(Segmentation mask data)
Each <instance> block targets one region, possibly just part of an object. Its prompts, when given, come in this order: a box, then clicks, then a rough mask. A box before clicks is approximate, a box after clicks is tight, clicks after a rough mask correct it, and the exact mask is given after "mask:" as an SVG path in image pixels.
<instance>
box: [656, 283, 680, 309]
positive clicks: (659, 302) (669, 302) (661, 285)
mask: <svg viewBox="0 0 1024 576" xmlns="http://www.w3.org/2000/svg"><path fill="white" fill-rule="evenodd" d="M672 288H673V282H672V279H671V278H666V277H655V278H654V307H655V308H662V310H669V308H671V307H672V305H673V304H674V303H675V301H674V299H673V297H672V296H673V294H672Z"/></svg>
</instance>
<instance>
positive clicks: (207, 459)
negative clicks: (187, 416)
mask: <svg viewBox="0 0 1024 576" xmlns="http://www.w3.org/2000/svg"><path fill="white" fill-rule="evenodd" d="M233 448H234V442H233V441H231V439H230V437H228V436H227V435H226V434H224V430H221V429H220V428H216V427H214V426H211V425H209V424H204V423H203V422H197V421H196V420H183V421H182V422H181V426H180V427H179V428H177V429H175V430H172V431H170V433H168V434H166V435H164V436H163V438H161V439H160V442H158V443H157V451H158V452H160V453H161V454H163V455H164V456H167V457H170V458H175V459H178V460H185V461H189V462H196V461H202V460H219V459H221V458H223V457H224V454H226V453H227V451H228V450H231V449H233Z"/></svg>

ACTIVITY:
Output all of the material above again, line for line and without any changes.

TASK RESULT:
Each <instance> block targets one region, possibly just part of an object. Its prompts, when given, come in this order: a box, then clicks, then a rough mask. A box before clicks is approximate, a box after clicks is tight, clicks after a rough mask correct it, and the exact mask is given after "mask:" as an SVG path in image pixels.
<instance>
box: [656, 283, 680, 309]
positive clicks: (659, 302) (669, 302) (661, 285)
mask: <svg viewBox="0 0 1024 576" xmlns="http://www.w3.org/2000/svg"><path fill="white" fill-rule="evenodd" d="M672 288H673V282H672V279H671V278H666V277H655V278H654V307H655V308H662V310H669V308H671V307H672V305H673V304H674V303H675V301H674V299H673V297H672V296H673V294H672Z"/></svg>
</instance>
<instance>
positive clicks: (207, 459)
negative clicks: (187, 416)
mask: <svg viewBox="0 0 1024 576" xmlns="http://www.w3.org/2000/svg"><path fill="white" fill-rule="evenodd" d="M233 448H234V442H233V441H231V439H230V437H228V436H227V435H226V434H224V430H221V429H220V428H216V427H214V426H211V425H209V424H204V423H203V422H197V421H196V420H183V421H182V422H181V426H180V427H179V428H177V429H175V430H172V431H170V433H168V434H166V435H164V436H163V438H161V439H160V442H158V443H157V451H158V452H160V453H161V454H163V455H164V456H167V457H170V458H175V459H178V460H185V461H189V462H196V461H202V460H219V459H221V458H223V457H224V454H226V453H227V451H228V450H231V449H233Z"/></svg>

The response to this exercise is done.